** Start **

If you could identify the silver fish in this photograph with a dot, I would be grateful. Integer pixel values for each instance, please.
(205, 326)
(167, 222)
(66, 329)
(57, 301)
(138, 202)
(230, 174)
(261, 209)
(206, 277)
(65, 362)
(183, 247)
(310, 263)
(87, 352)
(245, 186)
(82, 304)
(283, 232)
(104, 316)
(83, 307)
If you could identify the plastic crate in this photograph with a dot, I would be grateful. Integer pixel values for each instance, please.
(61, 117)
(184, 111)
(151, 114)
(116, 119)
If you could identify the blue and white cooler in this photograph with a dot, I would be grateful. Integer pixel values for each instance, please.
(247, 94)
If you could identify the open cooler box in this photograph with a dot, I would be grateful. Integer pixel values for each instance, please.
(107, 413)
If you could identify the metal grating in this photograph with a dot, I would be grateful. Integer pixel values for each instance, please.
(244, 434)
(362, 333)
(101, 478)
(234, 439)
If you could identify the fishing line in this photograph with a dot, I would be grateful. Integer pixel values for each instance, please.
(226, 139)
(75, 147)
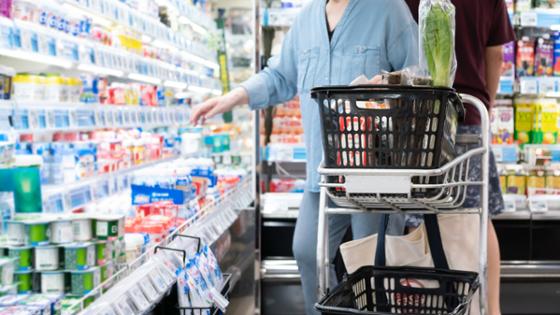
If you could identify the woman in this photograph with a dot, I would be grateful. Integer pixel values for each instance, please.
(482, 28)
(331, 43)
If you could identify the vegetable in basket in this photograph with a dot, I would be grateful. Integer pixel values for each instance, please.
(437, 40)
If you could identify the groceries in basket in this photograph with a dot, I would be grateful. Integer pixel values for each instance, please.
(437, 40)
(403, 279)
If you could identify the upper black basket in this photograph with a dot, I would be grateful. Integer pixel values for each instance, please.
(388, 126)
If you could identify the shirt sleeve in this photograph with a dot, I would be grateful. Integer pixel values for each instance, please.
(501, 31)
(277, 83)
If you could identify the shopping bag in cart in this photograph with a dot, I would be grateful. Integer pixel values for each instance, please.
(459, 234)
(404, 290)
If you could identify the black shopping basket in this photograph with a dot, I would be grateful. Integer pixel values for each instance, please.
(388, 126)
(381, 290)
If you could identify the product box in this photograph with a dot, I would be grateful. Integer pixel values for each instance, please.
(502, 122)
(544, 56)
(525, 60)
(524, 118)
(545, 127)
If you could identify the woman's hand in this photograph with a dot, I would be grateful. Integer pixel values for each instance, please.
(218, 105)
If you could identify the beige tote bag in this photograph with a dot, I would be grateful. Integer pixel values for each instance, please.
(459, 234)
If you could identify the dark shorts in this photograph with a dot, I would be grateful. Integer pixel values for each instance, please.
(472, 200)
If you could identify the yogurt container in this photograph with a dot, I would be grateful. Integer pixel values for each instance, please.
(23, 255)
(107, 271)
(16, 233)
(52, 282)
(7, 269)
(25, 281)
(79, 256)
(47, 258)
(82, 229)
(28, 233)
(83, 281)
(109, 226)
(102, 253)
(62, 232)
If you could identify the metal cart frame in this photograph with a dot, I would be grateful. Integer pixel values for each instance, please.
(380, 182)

** End **
** Start **

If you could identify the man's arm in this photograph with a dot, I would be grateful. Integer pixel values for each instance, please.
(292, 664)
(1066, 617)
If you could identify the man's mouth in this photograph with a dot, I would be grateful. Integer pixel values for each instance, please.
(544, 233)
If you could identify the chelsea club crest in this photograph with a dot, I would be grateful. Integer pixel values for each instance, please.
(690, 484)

** End **

Requirement:
Please pick out every line of the listing above that contains the word "cooler", treating case as significant.

Response to the exercise:
If you could identify the blue and white cooler in this photograph with a dot, I would be grateful. Integer pixel values for each instance, please.
If you could identify the open cooler box in this photograph with a dot, I would be grateful. Integer pixel values for each instance, please.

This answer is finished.